Big Cat Research by Student May Lead to Scientific Breakthrough

Published: August 07, 2015 | Author: Thomas Ybarra | Read Time: 2 minutes

Setting up traps with sticky tape, pointed nails, and blanks of wood around the surrounding areas of Summit Mountain Lodge in Brain Head, Utah, Damaris Perez, a Southern Utah University senior biology major from Salt Lake City, Utah, hopes that her research will lead to a breakthrough in safe genetic sampling.

SUU Student Damaris Perez is doing breakthrough genetic research

Partnered up with Dr. Jacqueline Grant, SUU biology professor, the pair have begun a yearlong project to collect hair samples through noninvasive techniques, trekking up the mountain twice a month to collect samples in a way that has yet to be done in Utah for shrews, large cats and black bears. 

For more variety with species, Perez is setting up traps for the big cats also around Cedar City.

- - - - - - -

### THINGS TO DO
1. Reproduce the passage of the big cat research article starting at "Partnered up with" and ending at "and black bears.", without changing a word.
2. Carry on the article about the student's big cat research from the point where it stops.

- - - - - - -

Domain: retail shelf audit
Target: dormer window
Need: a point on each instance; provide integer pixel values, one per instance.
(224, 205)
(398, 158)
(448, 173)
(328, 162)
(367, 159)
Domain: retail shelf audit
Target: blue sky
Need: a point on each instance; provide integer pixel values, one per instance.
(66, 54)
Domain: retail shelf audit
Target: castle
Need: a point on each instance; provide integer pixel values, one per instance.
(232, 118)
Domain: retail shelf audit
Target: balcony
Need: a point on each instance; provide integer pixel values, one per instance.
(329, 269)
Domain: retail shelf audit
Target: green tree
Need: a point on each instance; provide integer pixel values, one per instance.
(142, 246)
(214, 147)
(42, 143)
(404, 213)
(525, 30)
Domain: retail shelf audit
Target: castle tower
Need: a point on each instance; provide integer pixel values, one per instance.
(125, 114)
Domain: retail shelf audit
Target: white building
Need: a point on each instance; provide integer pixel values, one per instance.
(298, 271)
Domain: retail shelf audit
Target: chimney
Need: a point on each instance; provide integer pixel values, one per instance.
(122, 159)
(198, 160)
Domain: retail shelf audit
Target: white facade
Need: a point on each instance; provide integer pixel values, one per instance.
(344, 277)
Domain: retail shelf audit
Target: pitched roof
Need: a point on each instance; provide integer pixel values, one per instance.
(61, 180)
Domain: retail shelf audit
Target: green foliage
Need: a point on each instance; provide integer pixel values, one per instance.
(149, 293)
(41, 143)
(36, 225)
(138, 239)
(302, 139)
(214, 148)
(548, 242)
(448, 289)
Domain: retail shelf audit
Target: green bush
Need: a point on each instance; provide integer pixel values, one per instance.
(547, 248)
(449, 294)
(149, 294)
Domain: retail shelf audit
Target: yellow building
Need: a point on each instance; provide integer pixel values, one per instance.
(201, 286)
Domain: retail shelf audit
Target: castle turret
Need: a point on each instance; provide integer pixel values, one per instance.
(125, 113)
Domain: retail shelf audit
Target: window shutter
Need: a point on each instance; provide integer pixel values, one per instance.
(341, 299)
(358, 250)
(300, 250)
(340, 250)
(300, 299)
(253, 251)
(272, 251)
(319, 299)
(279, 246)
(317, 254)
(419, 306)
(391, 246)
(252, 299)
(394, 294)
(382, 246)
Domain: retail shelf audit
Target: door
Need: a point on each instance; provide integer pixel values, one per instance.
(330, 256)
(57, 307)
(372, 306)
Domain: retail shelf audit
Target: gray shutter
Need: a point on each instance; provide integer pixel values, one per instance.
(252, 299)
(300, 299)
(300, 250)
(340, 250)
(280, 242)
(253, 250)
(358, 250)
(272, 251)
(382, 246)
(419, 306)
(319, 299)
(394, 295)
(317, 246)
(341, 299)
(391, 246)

- - - - - - -

### RESULTS OF THE EXERCISE
1.
Partnered up with Dr. Jacqueline Grant, SUU biology professor, the pair have begun a yearlong project to collect hair samples through noninvasive techniques, trekking up the mountain twice a month to collect samples in a way that has yet to be done in Utah for shrews, large cats and black bears.

2.
Perez says that collecting the hair samples will allow for an accurate genetic analysis from the hair samples alone. “Before you’d need to trap and kill the animal to retrieve genetic samples but now we can get all sorts of information from just the hair samples while still trying protect the animal,” explains Perez.

The safe collection of genetic samples is an emerging field and a whole lot hasn’t been done to protect the animals so Perez’s research could be a breakthrough is genetic science.

Leaving food around the traps attracts animals to the trap and in an attempt to reach the food, the animals shuffle under the fencing and hairs attach to the tape. The tape is then collected by Grant and Perez to conduct genetic analysis.

Along with genetic sampling the project provides an accurate inventory of animals in the area. “Do we have cougars, bobcats, coyotes, and foxes?” asks Grant and explains that the nailed traps collect the hairs when the big cats, like any cats, would rub across the nails of the trap.

Grant and Perez are using catnip and jars of bobcat scent to lure the cats to the trap.

Perez’s research project is funded by the Walter Maxwell Gibson Research Fellowship and the L.S. and Aline W. Skaggs Scholarship. The Gibson Research Fellowship pays Perez for her commitment to research while the Skaggs scholarship pays for her supplies required to conduct the research.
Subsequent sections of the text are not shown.